Data items:

-- Begin --

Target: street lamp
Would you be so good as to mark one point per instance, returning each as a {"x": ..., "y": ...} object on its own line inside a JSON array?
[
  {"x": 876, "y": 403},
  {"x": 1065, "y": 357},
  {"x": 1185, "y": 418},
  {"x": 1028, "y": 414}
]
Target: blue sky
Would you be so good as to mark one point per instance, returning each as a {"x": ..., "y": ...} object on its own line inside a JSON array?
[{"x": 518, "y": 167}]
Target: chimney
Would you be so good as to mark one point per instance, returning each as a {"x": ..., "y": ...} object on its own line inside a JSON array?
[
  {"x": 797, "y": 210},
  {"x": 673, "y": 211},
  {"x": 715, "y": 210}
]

-- End --

● **TASK STATEMENT**: Reproduce the part of the rows that opens with the line containing "Target: chimney" and closes at the end of the rows, requests included, but move every coordinate in the answers up by 48.

● **EXERCISE ANSWER**:
Target: chimney
Would you be so good as to mark one point per instance, returning each as a {"x": ..., "y": ...} object on its own line inside a JSON array?
[
  {"x": 845, "y": 258},
  {"x": 721, "y": 259},
  {"x": 763, "y": 258}
]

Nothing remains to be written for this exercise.